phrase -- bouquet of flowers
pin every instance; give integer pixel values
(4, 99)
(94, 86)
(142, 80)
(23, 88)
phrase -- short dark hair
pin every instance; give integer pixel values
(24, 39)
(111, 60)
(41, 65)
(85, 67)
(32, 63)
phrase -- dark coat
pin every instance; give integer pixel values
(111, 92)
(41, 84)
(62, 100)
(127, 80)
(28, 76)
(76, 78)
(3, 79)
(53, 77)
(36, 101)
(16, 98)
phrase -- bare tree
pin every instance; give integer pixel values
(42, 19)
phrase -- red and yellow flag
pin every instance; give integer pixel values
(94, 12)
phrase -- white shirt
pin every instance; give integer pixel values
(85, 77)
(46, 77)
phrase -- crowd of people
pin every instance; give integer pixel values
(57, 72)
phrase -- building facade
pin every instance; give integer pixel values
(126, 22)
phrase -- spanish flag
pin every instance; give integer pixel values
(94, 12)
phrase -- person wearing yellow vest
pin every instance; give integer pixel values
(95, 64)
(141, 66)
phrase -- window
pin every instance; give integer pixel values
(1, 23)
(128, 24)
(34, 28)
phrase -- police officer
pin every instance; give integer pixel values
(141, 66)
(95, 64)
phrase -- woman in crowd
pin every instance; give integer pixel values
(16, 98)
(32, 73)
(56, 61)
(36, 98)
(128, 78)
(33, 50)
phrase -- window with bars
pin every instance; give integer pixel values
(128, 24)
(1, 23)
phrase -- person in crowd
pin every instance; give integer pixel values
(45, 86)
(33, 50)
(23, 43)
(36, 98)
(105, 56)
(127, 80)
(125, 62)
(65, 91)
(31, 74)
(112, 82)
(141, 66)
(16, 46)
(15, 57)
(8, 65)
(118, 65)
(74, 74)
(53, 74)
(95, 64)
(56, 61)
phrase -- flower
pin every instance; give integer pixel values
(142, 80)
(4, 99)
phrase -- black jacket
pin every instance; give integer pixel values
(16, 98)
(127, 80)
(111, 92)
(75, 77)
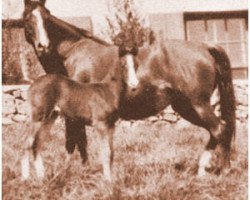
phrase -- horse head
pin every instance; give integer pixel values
(34, 16)
(128, 53)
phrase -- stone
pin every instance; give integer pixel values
(22, 106)
(19, 118)
(16, 93)
(182, 123)
(169, 110)
(7, 121)
(8, 104)
(170, 118)
(24, 94)
(153, 119)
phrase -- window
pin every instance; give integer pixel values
(228, 29)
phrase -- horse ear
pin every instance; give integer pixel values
(43, 1)
(27, 2)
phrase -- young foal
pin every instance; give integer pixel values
(95, 103)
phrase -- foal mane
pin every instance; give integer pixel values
(75, 31)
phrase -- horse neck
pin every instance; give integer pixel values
(60, 31)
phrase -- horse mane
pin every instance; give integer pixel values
(75, 31)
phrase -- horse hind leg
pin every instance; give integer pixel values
(203, 116)
(216, 127)
(106, 148)
(76, 136)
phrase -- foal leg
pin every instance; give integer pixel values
(106, 148)
(76, 135)
(40, 137)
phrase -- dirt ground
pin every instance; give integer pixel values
(151, 161)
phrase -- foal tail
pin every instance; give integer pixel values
(227, 97)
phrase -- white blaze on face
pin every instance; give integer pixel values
(42, 35)
(204, 163)
(132, 79)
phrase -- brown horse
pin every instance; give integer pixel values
(177, 73)
(95, 104)
(60, 47)
(184, 75)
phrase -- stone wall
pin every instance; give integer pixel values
(15, 107)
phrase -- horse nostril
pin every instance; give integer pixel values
(40, 47)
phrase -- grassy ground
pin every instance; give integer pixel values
(152, 161)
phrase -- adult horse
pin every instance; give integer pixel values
(179, 73)
(67, 50)
(184, 75)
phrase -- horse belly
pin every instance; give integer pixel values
(145, 105)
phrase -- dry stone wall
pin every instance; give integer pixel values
(15, 107)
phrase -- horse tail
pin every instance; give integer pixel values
(226, 90)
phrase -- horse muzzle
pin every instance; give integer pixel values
(40, 49)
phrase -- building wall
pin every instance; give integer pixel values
(228, 29)
(168, 26)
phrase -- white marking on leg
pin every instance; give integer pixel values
(25, 166)
(105, 152)
(204, 163)
(43, 37)
(38, 163)
(132, 79)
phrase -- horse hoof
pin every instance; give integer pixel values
(201, 173)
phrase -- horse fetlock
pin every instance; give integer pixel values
(218, 132)
(25, 167)
(204, 163)
(39, 167)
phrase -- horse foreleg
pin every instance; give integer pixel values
(25, 165)
(76, 135)
(40, 138)
(106, 149)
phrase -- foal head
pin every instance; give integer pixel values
(127, 55)
(34, 16)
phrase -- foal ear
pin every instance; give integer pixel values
(43, 1)
(27, 2)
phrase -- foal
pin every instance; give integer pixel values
(94, 103)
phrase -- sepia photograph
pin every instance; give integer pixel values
(125, 99)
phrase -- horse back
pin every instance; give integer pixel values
(187, 67)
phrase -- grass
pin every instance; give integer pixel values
(152, 161)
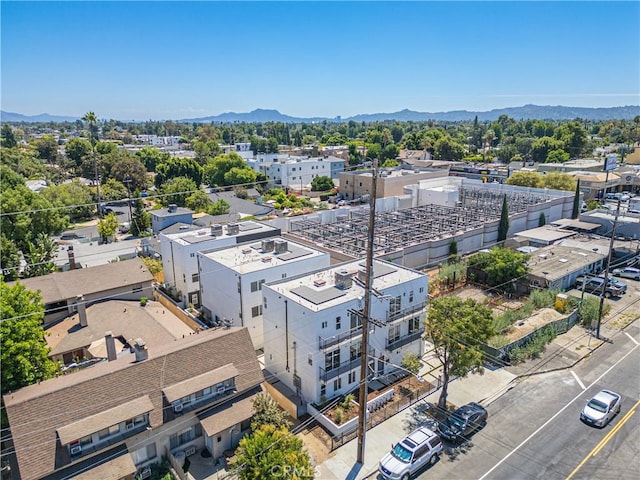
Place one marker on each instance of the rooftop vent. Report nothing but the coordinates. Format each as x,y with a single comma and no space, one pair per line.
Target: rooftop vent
-*-*-
The lines to return are those holding the string "stone" anywhere in the listing above.

_ANSWER SPACE_.
phrase -- stone
phrase -- stone wall
phrase -- dry stone wall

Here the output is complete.